START DATA SUPPLIED

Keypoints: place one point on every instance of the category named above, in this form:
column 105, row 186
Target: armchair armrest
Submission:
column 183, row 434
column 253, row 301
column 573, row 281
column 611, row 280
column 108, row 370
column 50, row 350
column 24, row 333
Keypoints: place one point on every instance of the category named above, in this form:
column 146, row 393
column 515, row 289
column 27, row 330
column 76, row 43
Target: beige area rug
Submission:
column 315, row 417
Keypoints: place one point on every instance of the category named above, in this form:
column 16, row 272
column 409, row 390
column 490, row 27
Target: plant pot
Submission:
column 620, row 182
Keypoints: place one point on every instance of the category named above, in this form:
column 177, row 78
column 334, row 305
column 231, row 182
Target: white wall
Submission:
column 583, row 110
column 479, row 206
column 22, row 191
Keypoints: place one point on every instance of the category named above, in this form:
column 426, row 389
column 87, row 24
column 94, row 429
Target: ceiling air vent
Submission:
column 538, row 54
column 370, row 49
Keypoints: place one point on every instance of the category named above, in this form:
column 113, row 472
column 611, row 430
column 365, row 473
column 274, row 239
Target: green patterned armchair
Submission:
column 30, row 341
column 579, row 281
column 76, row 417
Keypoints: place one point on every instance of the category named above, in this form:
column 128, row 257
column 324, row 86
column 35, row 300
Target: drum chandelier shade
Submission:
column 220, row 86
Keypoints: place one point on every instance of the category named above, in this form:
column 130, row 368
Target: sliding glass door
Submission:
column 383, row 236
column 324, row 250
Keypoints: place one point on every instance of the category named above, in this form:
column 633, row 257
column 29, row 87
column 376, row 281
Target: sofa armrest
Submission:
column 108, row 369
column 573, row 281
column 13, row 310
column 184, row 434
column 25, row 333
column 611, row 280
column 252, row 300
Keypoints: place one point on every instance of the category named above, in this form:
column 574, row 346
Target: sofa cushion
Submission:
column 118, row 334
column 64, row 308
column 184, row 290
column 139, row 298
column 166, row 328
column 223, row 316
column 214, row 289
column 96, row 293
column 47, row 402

END DATA SUPPLIED

An exact repeat of all the entries above is required.

Keypoints: place one point on every instance of the category named above, in this form:
column 105, row 186
Target: armchair armrest
Submission:
column 183, row 434
column 253, row 301
column 573, row 281
column 611, row 280
column 108, row 370
column 50, row 350
column 24, row 333
Keypoints: place one point on every instance of the category named above, in this form:
column 146, row 393
column 515, row 289
column 27, row 330
column 76, row 43
Target: beige area rug
Submission:
column 315, row 417
Keypoints: place one point on every instance of the category named above, in this form:
column 16, row 272
column 409, row 390
column 490, row 27
Target: plant pot
Submission:
column 620, row 182
Keypoints: place one point on every instance of the category named above, in this form:
column 177, row 78
column 334, row 305
column 231, row 182
Target: white wall
Submission:
column 583, row 110
column 479, row 206
column 22, row 191
Keypoints: place one point on every instance of the category named above, in this form:
column 426, row 389
column 87, row 24
column 94, row 429
Target: ceiling air vent
Submission:
column 538, row 54
column 370, row 49
Keypoints: place one point on every instance of the category named above, in this form:
column 113, row 472
column 611, row 430
column 365, row 473
column 274, row 239
Target: green patterned armchair
Submission:
column 30, row 341
column 579, row 281
column 76, row 417
Keypoints: place one point on every instance of the category named above, in this form:
column 128, row 257
column 324, row 86
column 35, row 300
Target: drum chandelier shade
Submission:
column 220, row 86
Keypoints: place one point on every instance of the category named above, in this form:
column 130, row 368
Target: sliding glass door
Submission:
column 383, row 236
column 324, row 250
Keypoints: place one point on every instance of the category named above, in this form:
column 633, row 257
column 29, row 87
column 376, row 281
Target: sofa armrest
Submission:
column 108, row 369
column 573, row 281
column 13, row 310
column 184, row 434
column 25, row 333
column 611, row 280
column 252, row 300
Keypoints: place one point on every instance of the category named above, in this form:
column 574, row 346
Target: sofa cushion
Submission:
column 118, row 334
column 64, row 308
column 184, row 290
column 139, row 298
column 166, row 328
column 223, row 316
column 214, row 289
column 96, row 293
column 47, row 402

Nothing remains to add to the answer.